- _Job_
Quote the passage below on sexuality later in life word for word, starting at "Sex at our age" and ending at "be dim memories.".

- _Document text_
Sex at our age can be better than ever—though very different! Our responses may be slower, our bodies may not always cooperate with our wishes, and the studly or juicy bodies and attitudes with which we strutted around in the past may be dim memories.

But that just paves the path for a new kind of sexuality—one filled with touch, self-nurturing, and the joy of slow, languid arousal. With creativity, solid information, communication, a sense of humor, and likely a drawer full of sex toys and lubricants, we can delight in our new old sexy selves.

Sexy is an attitude, an acknowledgement of our own sensual nature, which includes acceptance of our aging bodies and our need for touch throughout our lives.

What works for me at age fifty-nine is my attitude that sex is natural and fabulous, and that I am capable of great sexual pleasure. It is a daily practice for me, just like meditation or other practices. I think about sex as an integral part of who I am. I keep my brain engaged, enjoy self-pleasure, and am open to exploration with a positive attitude and an open mind. (A good partner helps, too, when available.) I find myself reaping the benefits in and out of a relationship.

IF NOT NOW, WHEN?

If I had been born in the forties, I would have sublimated my same-sex feelings into male bonding, robbed jewelry stores with the guys, and gone home to the wife. If I had been born in the eighties, I may have chosen a guilt-free same-sex lifestyle. But having been born in between, I can honestly say that my complex sexuality has ruined my life. I am an honest but conflicted husband, a secretive father, and my career wasn’t what it should have been. I have been celibate for years.

It’s never too late to rediscover—or discover for the first time—how to live passionately, authentically, and fully. I don’t mean only sexually, but I do see sex (partnered or solo) as an important part of the joy and pleasure that we’re capable of at this time of life.

If your life now doesn’t bring you joy, what can you change so it will? Even if you’re not sure what you need, if you are sure what you don’t need, I hope you’ll make a change.

- _Data extract_
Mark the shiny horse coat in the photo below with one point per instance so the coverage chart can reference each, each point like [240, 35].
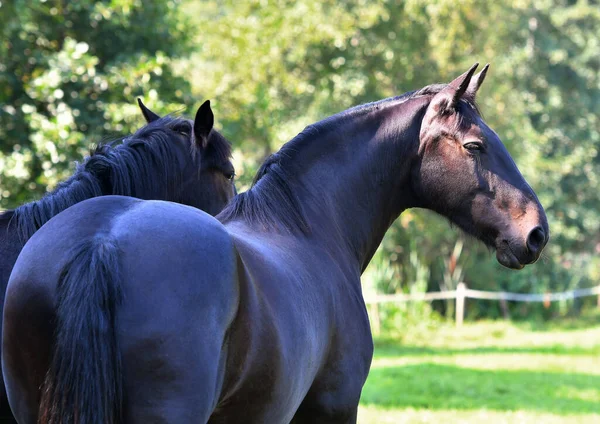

- _Exercise response_
Sex at our age can be better than ever—though very different! Our responses may be slower, our bodies may not always cooperate with our wishes, and the studly or juicy bodies and attitudes with which we strutted around in the past may be dim memories.